THE REQUEST — Please put every line of the items below into a Markdown table with the columns Row and Line. Number the rows in order and leave out blank lines.

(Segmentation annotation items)

====

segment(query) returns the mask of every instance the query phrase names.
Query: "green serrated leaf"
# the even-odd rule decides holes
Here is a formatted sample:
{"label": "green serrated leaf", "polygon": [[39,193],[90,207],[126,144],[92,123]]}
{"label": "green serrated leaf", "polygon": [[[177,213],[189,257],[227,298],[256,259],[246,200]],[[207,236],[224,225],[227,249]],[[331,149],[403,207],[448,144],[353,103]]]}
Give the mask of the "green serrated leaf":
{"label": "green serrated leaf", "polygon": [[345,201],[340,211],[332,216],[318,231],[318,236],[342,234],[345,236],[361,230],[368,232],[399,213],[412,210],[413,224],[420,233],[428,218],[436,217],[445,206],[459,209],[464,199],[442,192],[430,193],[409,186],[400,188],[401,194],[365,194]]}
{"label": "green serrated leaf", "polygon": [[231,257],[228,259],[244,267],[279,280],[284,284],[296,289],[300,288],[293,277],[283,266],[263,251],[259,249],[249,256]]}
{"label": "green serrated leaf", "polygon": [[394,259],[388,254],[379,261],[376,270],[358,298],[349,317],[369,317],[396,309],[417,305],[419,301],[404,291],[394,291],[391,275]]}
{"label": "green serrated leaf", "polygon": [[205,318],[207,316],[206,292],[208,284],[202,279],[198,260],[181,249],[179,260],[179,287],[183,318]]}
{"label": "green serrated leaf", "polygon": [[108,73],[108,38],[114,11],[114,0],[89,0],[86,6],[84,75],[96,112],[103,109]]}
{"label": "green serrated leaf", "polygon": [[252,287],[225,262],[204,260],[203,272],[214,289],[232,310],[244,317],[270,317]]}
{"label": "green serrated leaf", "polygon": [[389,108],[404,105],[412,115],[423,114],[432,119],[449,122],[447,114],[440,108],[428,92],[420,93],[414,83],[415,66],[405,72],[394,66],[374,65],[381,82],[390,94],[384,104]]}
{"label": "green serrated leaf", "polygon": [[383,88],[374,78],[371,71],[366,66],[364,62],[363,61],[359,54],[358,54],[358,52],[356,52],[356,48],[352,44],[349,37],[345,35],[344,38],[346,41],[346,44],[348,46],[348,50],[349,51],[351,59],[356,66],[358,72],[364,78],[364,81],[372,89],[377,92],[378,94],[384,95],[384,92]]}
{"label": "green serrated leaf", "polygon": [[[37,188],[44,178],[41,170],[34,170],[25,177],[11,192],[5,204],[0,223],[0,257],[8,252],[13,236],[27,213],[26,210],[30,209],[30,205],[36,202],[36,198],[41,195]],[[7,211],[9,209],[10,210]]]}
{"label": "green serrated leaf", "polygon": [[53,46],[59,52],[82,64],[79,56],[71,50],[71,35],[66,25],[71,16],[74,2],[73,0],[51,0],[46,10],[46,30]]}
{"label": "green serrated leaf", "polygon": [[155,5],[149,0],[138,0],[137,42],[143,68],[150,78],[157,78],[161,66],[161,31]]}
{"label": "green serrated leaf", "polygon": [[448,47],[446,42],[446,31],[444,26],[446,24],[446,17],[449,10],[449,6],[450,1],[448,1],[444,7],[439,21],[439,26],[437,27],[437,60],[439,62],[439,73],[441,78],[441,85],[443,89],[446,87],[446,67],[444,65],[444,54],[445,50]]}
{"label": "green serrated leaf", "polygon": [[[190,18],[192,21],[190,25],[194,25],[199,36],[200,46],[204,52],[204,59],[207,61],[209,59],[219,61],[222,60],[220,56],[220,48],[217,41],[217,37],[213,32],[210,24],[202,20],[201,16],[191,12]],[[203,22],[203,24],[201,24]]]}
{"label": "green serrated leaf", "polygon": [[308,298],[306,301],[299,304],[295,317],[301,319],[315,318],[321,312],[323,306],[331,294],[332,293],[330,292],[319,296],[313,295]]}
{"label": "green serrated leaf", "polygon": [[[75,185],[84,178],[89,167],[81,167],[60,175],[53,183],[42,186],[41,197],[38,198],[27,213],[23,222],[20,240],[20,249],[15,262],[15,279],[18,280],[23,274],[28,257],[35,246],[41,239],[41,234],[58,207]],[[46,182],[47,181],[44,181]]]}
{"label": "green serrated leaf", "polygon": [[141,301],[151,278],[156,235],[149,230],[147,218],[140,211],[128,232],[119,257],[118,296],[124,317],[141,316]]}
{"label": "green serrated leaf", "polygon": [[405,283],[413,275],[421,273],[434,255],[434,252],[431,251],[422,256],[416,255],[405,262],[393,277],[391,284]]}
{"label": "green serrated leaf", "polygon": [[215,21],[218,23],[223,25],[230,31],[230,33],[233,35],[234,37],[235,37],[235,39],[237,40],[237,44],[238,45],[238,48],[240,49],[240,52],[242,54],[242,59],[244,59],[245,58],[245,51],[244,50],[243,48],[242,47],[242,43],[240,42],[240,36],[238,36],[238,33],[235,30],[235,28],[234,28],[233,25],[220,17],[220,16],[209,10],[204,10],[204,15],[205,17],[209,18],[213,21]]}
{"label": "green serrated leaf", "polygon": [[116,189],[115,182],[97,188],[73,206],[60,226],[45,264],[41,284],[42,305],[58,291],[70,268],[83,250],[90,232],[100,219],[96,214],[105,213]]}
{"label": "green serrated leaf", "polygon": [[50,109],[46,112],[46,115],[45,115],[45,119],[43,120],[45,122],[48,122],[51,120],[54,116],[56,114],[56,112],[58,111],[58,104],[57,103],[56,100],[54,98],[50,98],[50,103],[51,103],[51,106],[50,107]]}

====

IN RESPONSE —
| Row | Line |
|---|---|
| 1 | segment(query) returns the mask of every instance the query phrase names. |
| 2 | Query: "green serrated leaf" |
| 3 | # the even-odd rule decides holes |
| 4 | Here is a formatted sample: |
| 5 | {"label": "green serrated leaf", "polygon": [[39,193],[90,207],[126,144],[92,123]]} |
| 6 | {"label": "green serrated leaf", "polygon": [[[177,213],[189,257],[227,298],[256,259],[246,200]],[[207,236],[224,225],[227,249]],[[331,149],[403,207],[448,144],[353,103]]]} |
| 7 | Give the mask of the "green serrated leaf": |
| 8 | {"label": "green serrated leaf", "polygon": [[345,201],[340,211],[332,216],[318,231],[318,236],[342,234],[345,236],[361,230],[368,232],[399,213],[412,210],[413,224],[420,233],[428,218],[436,217],[445,206],[459,209],[464,199],[442,192],[430,193],[409,186],[400,188],[401,194],[365,194]]} |
| 9 | {"label": "green serrated leaf", "polygon": [[231,257],[228,259],[244,267],[279,280],[284,284],[296,289],[300,288],[293,277],[283,266],[263,251],[259,249],[249,256]]} |
| 10 | {"label": "green serrated leaf", "polygon": [[394,259],[388,254],[379,261],[376,270],[358,298],[349,317],[369,317],[396,309],[417,305],[419,301],[404,291],[394,291],[391,275]]} |
| 11 | {"label": "green serrated leaf", "polygon": [[205,318],[207,316],[206,292],[208,284],[202,279],[198,260],[181,249],[179,260],[179,287],[183,318]]} |
| 12 | {"label": "green serrated leaf", "polygon": [[108,73],[108,38],[114,11],[114,0],[89,0],[86,6],[84,75],[96,112],[103,109]]} |
| 13 | {"label": "green serrated leaf", "polygon": [[252,287],[225,262],[204,260],[203,272],[214,289],[232,310],[244,317],[270,317]]} |
| 14 | {"label": "green serrated leaf", "polygon": [[389,108],[404,105],[412,115],[423,114],[432,119],[449,122],[447,114],[440,108],[428,92],[420,93],[414,83],[415,66],[405,72],[394,66],[374,65],[381,82],[390,94],[384,104]]} |
| 15 | {"label": "green serrated leaf", "polygon": [[383,88],[374,78],[371,71],[366,66],[364,62],[363,61],[359,54],[358,54],[358,52],[356,52],[356,48],[352,44],[349,37],[345,35],[344,38],[346,41],[346,44],[348,46],[348,50],[349,51],[351,59],[356,66],[358,72],[364,78],[364,81],[372,89],[377,92],[378,94],[384,95],[384,92]]} |
| 16 | {"label": "green serrated leaf", "polygon": [[[37,188],[44,178],[41,170],[34,170],[25,177],[11,192],[5,204],[0,223],[0,257],[8,252],[13,236],[27,213],[26,210],[30,209],[30,205],[36,202],[36,198],[41,195]],[[7,211],[9,209],[10,210]]]} |
| 17 | {"label": "green serrated leaf", "polygon": [[53,46],[59,52],[82,64],[79,56],[71,50],[71,35],[66,25],[71,16],[74,2],[73,0],[51,0],[46,10],[46,30]]} |
| 18 | {"label": "green serrated leaf", "polygon": [[155,5],[149,0],[138,0],[137,42],[143,68],[150,78],[157,78],[161,66],[161,31]]} |
| 19 | {"label": "green serrated leaf", "polygon": [[448,47],[446,42],[446,31],[444,26],[446,24],[446,17],[449,10],[449,6],[450,1],[448,1],[444,7],[439,21],[439,26],[437,27],[437,60],[439,62],[439,73],[441,78],[441,85],[443,89],[446,87],[446,67],[444,65],[444,54],[445,50]]} |
| 20 | {"label": "green serrated leaf", "polygon": [[[190,18],[192,21],[190,25],[194,25],[199,36],[200,46],[204,52],[204,59],[207,61],[209,59],[219,61],[222,60],[220,56],[220,48],[217,41],[217,37],[213,32],[210,24],[202,20],[201,16],[191,12]],[[203,22],[203,24],[201,24]]]} |
| 21 | {"label": "green serrated leaf", "polygon": [[308,298],[306,301],[299,304],[295,317],[301,319],[315,318],[321,312],[323,306],[331,294],[332,293],[330,292],[319,296],[313,295]]} |
| 22 | {"label": "green serrated leaf", "polygon": [[[75,185],[84,178],[89,167],[81,167],[60,175],[53,183],[42,186],[41,197],[38,198],[27,213],[23,222],[20,240],[20,249],[15,262],[15,279],[18,280],[23,274],[28,257],[35,246],[41,239],[41,234],[58,207]],[[46,182],[47,181],[44,181]]]} |
| 23 | {"label": "green serrated leaf", "polygon": [[141,301],[151,278],[156,235],[149,230],[147,218],[140,211],[128,232],[119,257],[118,296],[124,317],[141,316]]} |
| 24 | {"label": "green serrated leaf", "polygon": [[405,283],[413,275],[421,273],[434,255],[434,252],[431,251],[422,256],[416,255],[405,262],[393,277],[391,284]]} |
| 25 | {"label": "green serrated leaf", "polygon": [[215,21],[218,23],[223,25],[230,31],[230,33],[233,35],[234,37],[235,37],[235,39],[237,40],[237,44],[238,45],[238,48],[240,49],[240,52],[242,54],[242,59],[244,59],[245,58],[245,51],[244,50],[243,48],[242,47],[242,43],[240,42],[240,36],[238,36],[238,33],[235,30],[235,28],[234,28],[233,25],[220,17],[220,16],[209,10],[204,10],[204,15],[205,17],[209,18],[213,21]]} |
| 26 | {"label": "green serrated leaf", "polygon": [[116,189],[115,182],[97,188],[73,206],[60,226],[45,264],[41,284],[42,305],[58,291],[70,268],[83,250],[90,232],[100,219],[96,214],[105,213]]} |
| 27 | {"label": "green serrated leaf", "polygon": [[50,109],[46,112],[46,115],[45,115],[45,119],[43,120],[45,122],[48,122],[51,120],[54,116],[56,114],[56,112],[58,111],[58,104],[57,103],[56,100],[54,98],[50,98],[50,103],[51,103],[51,106],[50,107]]} |